Exercise goal: Set down the entries exactly. No line may differ from its source.

(Natural-language object grounding data)
:::

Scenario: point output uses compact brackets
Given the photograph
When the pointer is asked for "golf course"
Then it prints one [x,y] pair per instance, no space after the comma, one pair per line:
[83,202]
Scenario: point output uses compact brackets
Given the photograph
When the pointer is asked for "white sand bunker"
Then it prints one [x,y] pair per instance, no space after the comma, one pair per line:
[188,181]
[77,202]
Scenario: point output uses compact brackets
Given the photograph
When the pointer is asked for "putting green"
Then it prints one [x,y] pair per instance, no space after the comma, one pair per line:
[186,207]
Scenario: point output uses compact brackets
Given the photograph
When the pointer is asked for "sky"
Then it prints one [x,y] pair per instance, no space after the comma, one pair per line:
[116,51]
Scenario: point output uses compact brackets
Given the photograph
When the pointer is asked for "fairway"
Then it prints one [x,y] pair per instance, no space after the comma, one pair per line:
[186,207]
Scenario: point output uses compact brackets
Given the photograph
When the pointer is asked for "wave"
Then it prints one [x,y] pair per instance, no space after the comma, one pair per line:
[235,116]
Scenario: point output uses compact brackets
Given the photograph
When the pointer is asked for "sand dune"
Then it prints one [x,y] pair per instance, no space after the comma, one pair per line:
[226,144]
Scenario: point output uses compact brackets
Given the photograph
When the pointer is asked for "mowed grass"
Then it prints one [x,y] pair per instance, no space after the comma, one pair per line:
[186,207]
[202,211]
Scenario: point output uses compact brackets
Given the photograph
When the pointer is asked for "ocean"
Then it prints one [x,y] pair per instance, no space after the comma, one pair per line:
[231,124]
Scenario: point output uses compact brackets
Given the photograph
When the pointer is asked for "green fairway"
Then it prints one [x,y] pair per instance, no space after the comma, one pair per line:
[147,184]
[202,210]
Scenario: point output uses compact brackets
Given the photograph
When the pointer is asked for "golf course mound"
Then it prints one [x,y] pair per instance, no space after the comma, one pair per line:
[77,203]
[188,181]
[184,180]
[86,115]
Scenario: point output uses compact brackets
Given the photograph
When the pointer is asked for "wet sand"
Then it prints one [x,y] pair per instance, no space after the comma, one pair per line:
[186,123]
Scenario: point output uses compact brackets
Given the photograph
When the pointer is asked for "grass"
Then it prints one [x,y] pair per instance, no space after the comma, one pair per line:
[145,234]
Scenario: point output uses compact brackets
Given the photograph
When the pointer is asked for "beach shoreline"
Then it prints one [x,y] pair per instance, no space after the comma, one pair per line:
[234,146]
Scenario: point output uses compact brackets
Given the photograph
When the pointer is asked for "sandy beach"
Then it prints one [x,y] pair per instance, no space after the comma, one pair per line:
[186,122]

:::

Result of the exercise:
Scenario: point output uses compact brackets
Given the photograph
When the pointer is asked for "golf course"
Then it prints one [x,y] pair per instance, no space after the comma, one pair per line:
[83,202]
Scenario: point output uses compact brackets
Given the photograph
When the pointer is asked for "white sand bunker"
Then it prints one [x,y] pair per instance, no space after the comma, one pair per line:
[188,181]
[77,202]
Scenario: point output uses compact brackets
Given the photograph
When the pointer is asked for "putting green"
Then it prints one [x,y] pair per instance, no space after the comma, one pair per line:
[186,207]
Scenario: point output uses compact brackets
Given the photograph
When the pointer is asked for "sky"
Then it prints one [x,y] pair per instance, no space after the comma, one pair per line:
[116,51]
Scenario: point output uses compact brackets
Given the photograph
When the pointer is asked for "fairway"
Then it prints one [x,y] pair per instance, no space after the comma, one pair per line:
[186,207]
Scenario: point output uses compact brackets
Given the photograph
When the pointer is asked for "wave"
Then it prints one [x,y] pair per instance, no space after the comma, one pair per line:
[235,116]
Scenario: point output uses compact brackets
Given the photograph
When the pointer is asked for "sand dune"
Then it prints one [x,y] pair per instance, no space after the comma, one pair per line:
[226,144]
Scenario: point output uses compact brackets
Given the photograph
When the pointer is asked for "mowed grass"
Then it prints one [x,y] pair per instance, no space after the comma, one pair per line:
[186,207]
[202,211]
Scenario: point output uses compact brackets
Given the photograph
When the pointer is asked for "ocean"
Then it prints one [x,y] pair per instance, no space after the comma, one pair per line:
[231,124]
Scenario: point output uses compact brackets
Given the photograph
When the pointer is asked for "green fairway"
Then it prints one [x,y] pair per instance, no space after the comma, one pair per line:
[147,184]
[202,210]
Scenario: point output uses compact brackets
Given the photograph
When the pointer is asked for "golf course mound"
Then it prints one [x,y] pair per instance, no space after the comma, one pair per line:
[77,203]
[188,181]
[184,180]
[86,115]
Scenario: point output uses compact brackets
Given the photograph
When the pointer is asked for "wet sand"
Then it prints one [x,y] pair per instance, no space after the comma, one pair per line:
[186,123]
Scenario: point output uses compact brackets
Given the photograph
When the pointer is asked for "grass"
Then it prints one [x,y] pair per instance, no space after the comma, one pair per line:
[145,234]
Scenario: point output uses compact brackets
Given the photograph
When the pointer is asked for "beach shoreline"
Then it prints one [x,y] pair per instance, no space after the comma, one pair per line:
[234,146]
Scenario: point output uses compact brackets
Given the photograph
When the pointer is asked for "sandy beach"
Then it prints one [x,y] pair per instance, no space after the comma, one pair per line:
[186,122]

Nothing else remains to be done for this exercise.